- **Problem statement**
Search the data for the word "using" and copy out every line that has it.

- **Data provided**
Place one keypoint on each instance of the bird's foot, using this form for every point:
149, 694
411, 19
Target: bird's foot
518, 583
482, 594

---

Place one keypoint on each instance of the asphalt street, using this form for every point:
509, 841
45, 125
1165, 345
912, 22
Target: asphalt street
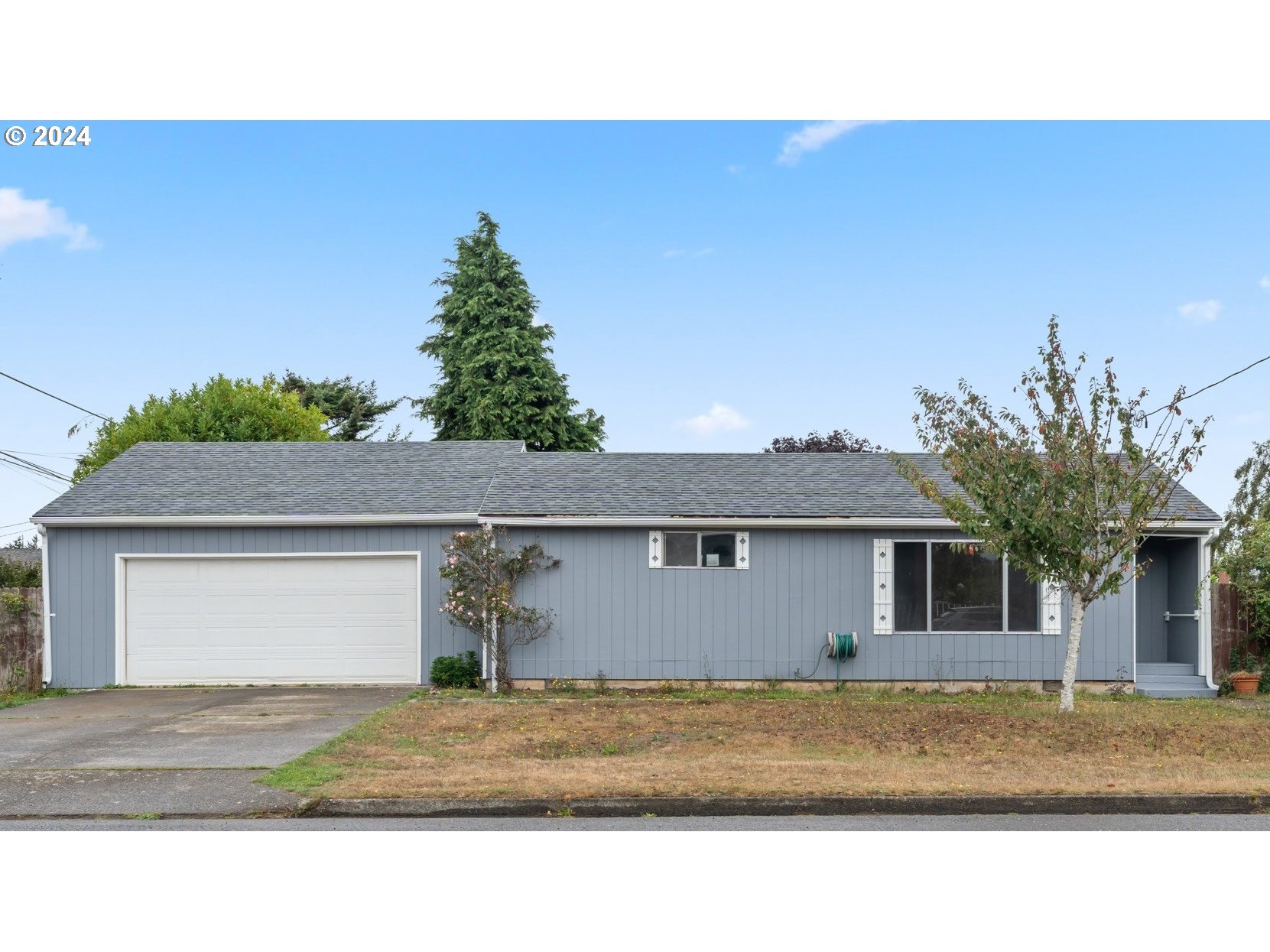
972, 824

* * *

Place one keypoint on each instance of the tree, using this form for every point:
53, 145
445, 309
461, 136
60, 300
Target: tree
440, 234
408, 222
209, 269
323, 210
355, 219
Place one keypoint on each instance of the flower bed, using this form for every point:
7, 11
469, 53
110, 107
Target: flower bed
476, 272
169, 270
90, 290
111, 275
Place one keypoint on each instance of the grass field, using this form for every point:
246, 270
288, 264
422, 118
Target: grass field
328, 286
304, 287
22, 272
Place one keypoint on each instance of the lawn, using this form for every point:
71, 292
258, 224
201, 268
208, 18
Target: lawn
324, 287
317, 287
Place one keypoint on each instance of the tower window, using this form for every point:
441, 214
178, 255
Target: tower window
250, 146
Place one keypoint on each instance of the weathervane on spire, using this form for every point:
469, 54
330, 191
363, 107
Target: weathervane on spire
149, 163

- **Solution to this exercise**
Place one keypoint on each instance of the bird's foot, using this form for every point:
Place one keypoint on each instance of the asphalt street, using this form for every point:
Place one keypoint on each instance of the tree, using this form for every point:
Place one keypoint on each instance of the flower bed, using this form for every point:
Place one keypoint on each instance of the grass field, using this form for every point:
Place one keypoint on each instance of the lawn, using this form for every point:
Place one keypoint on each instance of the tower window, using this form for every point:
Place one keypoint on each instance of the weathervane on spire, using this form for every point:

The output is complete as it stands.